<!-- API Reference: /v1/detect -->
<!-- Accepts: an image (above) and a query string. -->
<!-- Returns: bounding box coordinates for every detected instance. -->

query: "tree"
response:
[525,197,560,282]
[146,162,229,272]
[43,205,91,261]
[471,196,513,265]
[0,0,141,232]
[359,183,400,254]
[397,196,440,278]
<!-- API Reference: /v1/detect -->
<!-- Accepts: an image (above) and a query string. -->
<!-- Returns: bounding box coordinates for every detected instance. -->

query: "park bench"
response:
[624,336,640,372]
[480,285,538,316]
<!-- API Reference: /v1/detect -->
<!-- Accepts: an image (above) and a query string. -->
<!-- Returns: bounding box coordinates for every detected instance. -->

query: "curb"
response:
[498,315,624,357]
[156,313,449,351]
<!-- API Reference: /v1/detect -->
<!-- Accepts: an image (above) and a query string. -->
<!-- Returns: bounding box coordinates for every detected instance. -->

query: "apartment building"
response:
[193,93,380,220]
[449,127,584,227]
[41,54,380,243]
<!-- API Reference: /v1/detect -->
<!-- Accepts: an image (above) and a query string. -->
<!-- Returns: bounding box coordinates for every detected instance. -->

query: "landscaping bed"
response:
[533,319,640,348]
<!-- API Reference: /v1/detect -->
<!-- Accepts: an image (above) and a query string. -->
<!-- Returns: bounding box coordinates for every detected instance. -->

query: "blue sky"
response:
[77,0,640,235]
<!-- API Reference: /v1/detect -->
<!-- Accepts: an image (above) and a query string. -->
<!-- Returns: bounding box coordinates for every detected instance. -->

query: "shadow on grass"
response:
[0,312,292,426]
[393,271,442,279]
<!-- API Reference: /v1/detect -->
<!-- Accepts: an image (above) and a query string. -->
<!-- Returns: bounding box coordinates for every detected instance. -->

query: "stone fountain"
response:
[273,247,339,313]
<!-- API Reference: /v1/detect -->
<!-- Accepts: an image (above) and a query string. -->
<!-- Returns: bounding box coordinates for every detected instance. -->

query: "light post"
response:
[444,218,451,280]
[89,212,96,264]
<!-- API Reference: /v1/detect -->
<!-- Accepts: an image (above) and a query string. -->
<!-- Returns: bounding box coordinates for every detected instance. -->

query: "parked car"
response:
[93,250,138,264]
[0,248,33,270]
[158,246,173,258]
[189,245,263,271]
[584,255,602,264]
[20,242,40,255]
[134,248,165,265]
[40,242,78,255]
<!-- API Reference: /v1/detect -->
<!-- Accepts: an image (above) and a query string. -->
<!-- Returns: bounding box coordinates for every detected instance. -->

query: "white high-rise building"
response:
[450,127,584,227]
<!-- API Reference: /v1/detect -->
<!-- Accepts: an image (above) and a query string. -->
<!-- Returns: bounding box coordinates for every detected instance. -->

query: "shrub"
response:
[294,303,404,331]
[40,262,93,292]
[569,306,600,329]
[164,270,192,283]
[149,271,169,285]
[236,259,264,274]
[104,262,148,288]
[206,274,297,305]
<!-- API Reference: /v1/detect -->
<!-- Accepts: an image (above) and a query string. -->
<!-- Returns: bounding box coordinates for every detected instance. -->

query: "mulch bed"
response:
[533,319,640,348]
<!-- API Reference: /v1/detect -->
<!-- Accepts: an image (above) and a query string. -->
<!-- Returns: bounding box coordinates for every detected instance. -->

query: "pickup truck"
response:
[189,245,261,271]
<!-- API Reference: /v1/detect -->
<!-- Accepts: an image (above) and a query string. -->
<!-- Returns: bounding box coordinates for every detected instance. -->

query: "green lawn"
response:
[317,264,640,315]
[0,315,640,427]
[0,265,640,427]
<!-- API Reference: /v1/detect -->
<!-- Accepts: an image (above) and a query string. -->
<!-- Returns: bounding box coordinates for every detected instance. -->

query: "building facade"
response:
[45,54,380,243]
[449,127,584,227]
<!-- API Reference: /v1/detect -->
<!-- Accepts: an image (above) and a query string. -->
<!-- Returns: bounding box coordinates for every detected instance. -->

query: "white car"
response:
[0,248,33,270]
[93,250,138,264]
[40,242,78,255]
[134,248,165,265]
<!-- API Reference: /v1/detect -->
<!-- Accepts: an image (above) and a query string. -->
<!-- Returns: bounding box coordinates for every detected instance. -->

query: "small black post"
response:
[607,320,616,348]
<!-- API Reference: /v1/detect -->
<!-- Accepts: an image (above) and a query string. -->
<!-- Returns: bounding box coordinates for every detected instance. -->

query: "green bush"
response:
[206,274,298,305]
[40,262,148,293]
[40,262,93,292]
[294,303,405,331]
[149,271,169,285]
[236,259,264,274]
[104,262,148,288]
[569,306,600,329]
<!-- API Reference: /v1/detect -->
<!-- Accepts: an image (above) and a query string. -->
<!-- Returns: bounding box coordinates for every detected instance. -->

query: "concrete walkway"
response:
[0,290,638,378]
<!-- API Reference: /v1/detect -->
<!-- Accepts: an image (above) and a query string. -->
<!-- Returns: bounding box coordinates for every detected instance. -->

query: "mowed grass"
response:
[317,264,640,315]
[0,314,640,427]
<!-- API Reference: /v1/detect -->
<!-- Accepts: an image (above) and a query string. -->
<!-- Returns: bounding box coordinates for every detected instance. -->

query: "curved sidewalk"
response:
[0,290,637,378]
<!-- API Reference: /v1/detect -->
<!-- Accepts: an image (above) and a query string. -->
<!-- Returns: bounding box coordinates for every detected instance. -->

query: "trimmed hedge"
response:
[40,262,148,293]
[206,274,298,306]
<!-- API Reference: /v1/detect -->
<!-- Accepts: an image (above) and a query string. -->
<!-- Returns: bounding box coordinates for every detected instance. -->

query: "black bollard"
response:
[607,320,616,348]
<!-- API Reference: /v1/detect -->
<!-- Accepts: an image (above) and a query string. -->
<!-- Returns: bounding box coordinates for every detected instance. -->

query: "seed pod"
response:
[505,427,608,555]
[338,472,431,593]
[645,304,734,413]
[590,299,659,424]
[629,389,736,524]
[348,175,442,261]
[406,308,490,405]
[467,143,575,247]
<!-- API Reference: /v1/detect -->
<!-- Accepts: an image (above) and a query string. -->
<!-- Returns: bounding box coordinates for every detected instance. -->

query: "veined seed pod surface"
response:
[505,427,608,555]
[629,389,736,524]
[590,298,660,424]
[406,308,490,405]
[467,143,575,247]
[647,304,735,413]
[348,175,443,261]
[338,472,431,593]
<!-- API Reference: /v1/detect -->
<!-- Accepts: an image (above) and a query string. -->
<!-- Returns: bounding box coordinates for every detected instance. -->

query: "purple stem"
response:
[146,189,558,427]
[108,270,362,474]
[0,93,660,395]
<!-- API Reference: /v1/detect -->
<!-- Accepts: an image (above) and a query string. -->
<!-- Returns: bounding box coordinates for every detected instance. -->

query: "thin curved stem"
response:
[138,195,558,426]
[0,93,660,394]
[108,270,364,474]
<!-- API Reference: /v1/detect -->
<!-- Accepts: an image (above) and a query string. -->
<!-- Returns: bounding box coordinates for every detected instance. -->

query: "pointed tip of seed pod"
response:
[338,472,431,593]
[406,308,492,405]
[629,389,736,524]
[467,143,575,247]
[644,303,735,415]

_ _ _ _ _

What is being asked:
Restate each record word for word.

Complete output:
<!-- API Reference: /v1/detect -->
<!-- Accepts: an image (above) and a query string. -->
<!-- Returns: bounding box coordinates for every detected instance. -->

query: "tree"
response:
[525,197,560,282]
[146,162,229,272]
[43,205,91,261]
[471,196,513,265]
[0,0,141,232]
[359,183,400,254]
[397,196,440,278]
<!-- API Reference: /v1/detect -->
<!-- Accepts: an image (above) and a query string. -->
<!-- Returns: bounding box coordinates for every detected instance. -->

query: "park bench"
response:
[624,336,640,372]
[480,285,538,316]
<!-- API Reference: /v1/detect -->
<!-- Accepts: an image (above) and a query string. -->
<!-- Returns: bounding box coordinates for every detected instance. -->

query: "curb"
response:
[498,315,624,357]
[156,313,449,351]
<!-- API Reference: /v1/detect -->
<!-- Accepts: an image (above) and a query string. -->
<!-- Returns: bounding box coordinates for every detected instance. -->

query: "apartment building"
response:
[193,93,380,220]
[449,127,584,227]
[41,54,380,243]
<!-- API Reference: /v1/detect -->
<!-- Accepts: an image (above) and a query string. -->
<!-- Returns: bounding box coordinates for every detected instance. -->

query: "landscaping bed"
response:
[533,319,640,348]
<!-- API Reference: /v1/detect -->
<!-- Accepts: an image (above) and a query string. -->
<!-- Returns: bounding box coordinates for every detected instance. -->

query: "blue sky"
response:
[77,0,640,235]
<!-- API Reference: /v1/detect -->
<!-- Accepts: an image (above) and a query string. -->
<!-- Returns: bounding box coordinates for every detected instance. -->

query: "shadow on grass"
response:
[0,312,292,426]
[393,271,442,279]
<!-- API Reference: /v1/detect -->
<!-- Accepts: an image (above) and a query string. -->
<!-- Returns: bounding box coordinates for every detected instance. -->

query: "stone fountain"
response:
[273,247,339,313]
<!-- API Reference: /v1/detect -->
<!-- Accepts: an image (above) and a query string. -->
<!-- Returns: bounding box coordinates for every detected instance. -->

query: "light post"
response:
[444,218,451,280]
[89,212,96,264]
<!-- API Reference: /v1/detect -->
<!-- Accepts: an image (above) and a query string. -->
<!-- Returns: bounding box coordinates for every detected instance. -->

query: "parked car"
response:
[93,250,138,264]
[0,248,33,270]
[158,246,173,258]
[189,245,263,271]
[584,255,602,264]
[20,242,40,255]
[134,248,165,265]
[40,242,78,255]
<!-- API Reference: /v1/detect -->
<!-- Accepts: an image (above) and a query string. -->
<!-- Returns: bounding box coordinates for every detected instance. -->

query: "white high-rise building"
response:
[450,127,584,227]
<!-- API Reference: /v1/detect -->
<!-- Accepts: an image (above) and a query string. -->
<!-- Returns: bounding box coordinates for every detected instance. -->

query: "shrub"
response:
[294,303,404,331]
[40,262,93,292]
[569,306,600,329]
[164,270,192,283]
[149,271,169,285]
[236,259,264,274]
[104,262,148,288]
[206,274,297,305]
<!-- API Reference: /v1/detect -->
<!-- Accepts: an image (above) and a query string. -->
<!-- Returns: bounding box coordinates for every detected instance. -->

query: "mulch bed"
response:
[533,319,640,348]
<!-- API Reference: /v1/detect -->
<!-- Accepts: an image (above) and a query string. -->
<!-- Returns: bounding box coordinates for every detected instance. -->

query: "pickup truck"
response:
[189,245,261,271]
<!-- API Reference: /v1/detect -->
<!-- Accepts: an image (above) and a query string. -->
<!-- Returns: bounding box coordinates for every detected instance. -->

query: "green lawn"
response:
[317,264,640,315]
[0,315,640,427]
[0,265,640,427]
<!-- API Reference: /v1/detect -->
<!-- Accepts: an image (above) and a query string. -->
<!-- Returns: bounding box coordinates for every detected instance. -->

query: "building facade"
response:
[45,54,380,243]
[449,127,584,227]
<!-- API Reference: /v1/detect -->
<!-- Accepts: an image (above) and a query string. -->
<!-- Returns: bounding box coordinates for every detected instance. -->

query: "white car"
response:
[0,248,33,270]
[93,250,138,264]
[40,242,78,255]
[134,248,165,265]
<!-- API Reference: /v1/detect -->
<!-- Accepts: an image (above) and a query string. -->
<!-- Returns: bounding box coordinates for every detected instance. -->

query: "small black post"
response:
[607,320,616,348]
<!-- API Reference: /v1/detect -->
<!-- Accepts: an image (above) and a query string. -->
<!-- Returns: bounding box coordinates for every detected instance. -->

query: "green bush"
response:
[206,274,298,305]
[40,262,148,293]
[40,262,93,292]
[294,303,405,331]
[149,271,169,285]
[236,259,264,274]
[104,262,148,288]
[569,306,600,329]
<!-- API Reference: /v1/detect -->
<!-- Accepts: an image (above) and a query string. -->
<!-- Returns: bounding box coordinates for every detected instance. -->

query: "concrete walkway"
response:
[0,290,638,378]
<!-- API Reference: /v1/detect -->
<!-- Accepts: an image (above) and a query string. -->
<!-- Returns: bounding box coordinates for every detected instance. -->

query: "mowed grass"
response:
[317,264,640,315]
[0,314,640,427]
<!-- API Reference: /v1/detect -->
<!-- Accepts: an image (above) and a query string. -->
<!-- Returns: bounding box coordinates for every detected instance. -->

query: "curved sidewalk"
response:
[0,290,637,378]
<!-- API Reference: /v1/detect -->
<!-- Accepts: an image (above) and a query string. -->
<!-- Returns: bounding box coordinates for every detected instance. -->

query: "trimmed hedge"
response:
[40,262,148,293]
[206,274,298,306]
<!-- API Reference: /v1/detect -->
<!-- Accepts: an image (above) and a query string. -->
<!-- Returns: bounding box coordinates for every detected instance. -->

query: "black bollard"
response:
[607,320,616,348]
<!-- API Reference: /v1/detect -->
<!-- Accepts: an image (above) and a query string. -->
<!-- Returns: bounding box coordinates for every detected instance. -->

query: "seed pod"
response:
[505,427,608,555]
[338,472,431,593]
[645,304,734,413]
[590,299,659,424]
[629,389,736,524]
[348,175,442,261]
[406,308,490,405]
[467,143,575,247]
<!-- API Reference: /v1/detect -->
<!-- Accepts: an image (above) and a query string. -->
<!-- Returns: bounding box coordinates for every detected instance. -->

query: "veined seed pod surface"
response:
[505,427,608,555]
[629,389,736,524]
[590,298,660,424]
[406,308,490,405]
[467,143,575,247]
[647,304,735,413]
[348,175,443,261]
[338,472,431,593]
<!-- API Reference: /v1/detect -->
<!-- Accepts: an image (above) and a query string. -->
<!-- Returns: bounding box coordinates for every detected instance. -->

query: "purple stem"
response:
[146,189,558,427]
[108,270,362,474]
[0,93,660,395]
<!-- API Reference: /v1/detect -->
<!-- Accepts: an image (above) and a query string. -->
<!-- Returns: bounding box coordinates for every detected instance. -->

query: "thin curved stem"
response:
[138,195,558,426]
[0,93,660,394]
[108,270,364,474]
<!-- API Reference: /v1/detect -->
<!-- Accepts: an image (above) and a query string. -->
<!-- Returns: bounding box coordinates for every detected instance. -->

query: "pointed tip of seed pod"
response:
[338,472,431,593]
[406,308,492,405]
[629,389,736,524]
[467,143,575,247]
[644,303,735,415]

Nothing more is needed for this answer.